Job -
Copy everything in the SAP HANA text from "The launch of" down to "or HANA cockpit.", word for word.

Page extract -
───

The SAP HANA platform has become a future-proof platform for SAP innovation development. It combines various data processing methods: transactional, analytical and functional ones, supporting application logic, directly in the cache. Such an architecture enables the execution of demanding business processes in real time, while supporting OLAP and OLTP processing for data structures. It represents the fastest growing product in SAP’s history significantly influencing the direction of application development. To run this new digital core for SAP systems, a modern in-house or vendor’s IT infrastructure is required. IT departments face the challenge of consolidating the resources required to maintain traditional SAP ERP systems and SAP Business Warehouse (SAP BW), while securing the investment against a possible migration to S/4HANA.
The launch of new functionalities delivered with the HANA platform version 2.0 may significantly influence the directions of infrastructure development, as well as the planning of use of available resources. The main changes introduced by the software manufacturer consist in increasing data security, flexibility, and lowering storage costs in the context of TCO.
Furthermore, it is hard to overestimate the parallel development of the embedded architecture of the SAP HANA eXtended Application Services (XS) server, classic and advanced data models, functionalities in the area of “tenants" or development and administration tools such as: SAP HANA studio or HANA cockpit.

───

(Stored items from a collection)
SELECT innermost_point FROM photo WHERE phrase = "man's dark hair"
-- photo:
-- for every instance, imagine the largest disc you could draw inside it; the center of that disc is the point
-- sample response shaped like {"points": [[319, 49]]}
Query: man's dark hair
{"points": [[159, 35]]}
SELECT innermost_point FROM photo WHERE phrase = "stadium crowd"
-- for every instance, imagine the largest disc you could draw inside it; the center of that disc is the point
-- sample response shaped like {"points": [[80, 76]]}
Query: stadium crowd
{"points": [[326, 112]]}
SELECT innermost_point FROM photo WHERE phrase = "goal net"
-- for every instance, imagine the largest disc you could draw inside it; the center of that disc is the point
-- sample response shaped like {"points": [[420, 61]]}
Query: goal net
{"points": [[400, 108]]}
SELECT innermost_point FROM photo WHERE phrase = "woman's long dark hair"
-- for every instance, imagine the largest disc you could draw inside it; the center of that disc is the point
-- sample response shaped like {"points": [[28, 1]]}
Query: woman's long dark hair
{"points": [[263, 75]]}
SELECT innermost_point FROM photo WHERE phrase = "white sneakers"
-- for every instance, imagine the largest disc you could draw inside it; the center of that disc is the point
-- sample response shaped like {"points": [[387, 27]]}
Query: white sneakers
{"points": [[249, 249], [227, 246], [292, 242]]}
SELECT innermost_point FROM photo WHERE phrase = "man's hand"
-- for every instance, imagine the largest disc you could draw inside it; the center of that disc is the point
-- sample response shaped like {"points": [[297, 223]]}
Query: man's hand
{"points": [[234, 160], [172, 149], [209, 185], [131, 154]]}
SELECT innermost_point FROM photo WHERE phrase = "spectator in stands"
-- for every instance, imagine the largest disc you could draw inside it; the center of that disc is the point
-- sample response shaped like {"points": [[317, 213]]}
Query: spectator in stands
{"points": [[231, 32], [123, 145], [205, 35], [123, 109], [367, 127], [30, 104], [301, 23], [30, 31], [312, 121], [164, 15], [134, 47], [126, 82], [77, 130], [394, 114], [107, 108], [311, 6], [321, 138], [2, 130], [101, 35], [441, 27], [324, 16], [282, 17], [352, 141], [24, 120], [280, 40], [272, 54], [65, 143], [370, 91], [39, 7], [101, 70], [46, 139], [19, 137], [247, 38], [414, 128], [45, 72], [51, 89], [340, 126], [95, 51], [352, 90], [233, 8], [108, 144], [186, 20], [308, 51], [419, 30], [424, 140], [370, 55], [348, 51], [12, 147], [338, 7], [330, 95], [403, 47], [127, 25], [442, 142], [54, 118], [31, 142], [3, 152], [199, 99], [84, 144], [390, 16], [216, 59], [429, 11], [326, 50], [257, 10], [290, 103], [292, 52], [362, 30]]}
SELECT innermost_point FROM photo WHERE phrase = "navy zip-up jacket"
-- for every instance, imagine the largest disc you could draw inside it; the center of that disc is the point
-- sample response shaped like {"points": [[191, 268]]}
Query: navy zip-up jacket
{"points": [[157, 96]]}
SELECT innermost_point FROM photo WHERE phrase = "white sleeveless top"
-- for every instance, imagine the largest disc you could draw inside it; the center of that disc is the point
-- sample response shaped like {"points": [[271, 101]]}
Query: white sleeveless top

───

Reply to the exercise -
The launch of new functionalities delivered with the HANA platform version 2.0 may significantly influence the directions of infrastructure development, as well as the planning of use of available resources. The main changes introduced by the software manufacturer consist in increasing data security, flexibility, and lowering storage costs in the context of TCO.
Furthermore, it is hard to overestimate the parallel development of the embedded architecture of the SAP HANA eXtended Application Services (XS) server, classic and advanced data models, functionalities in the area of “tenants" or development and administration tools such as: SAP HANA studio or HANA cockpit.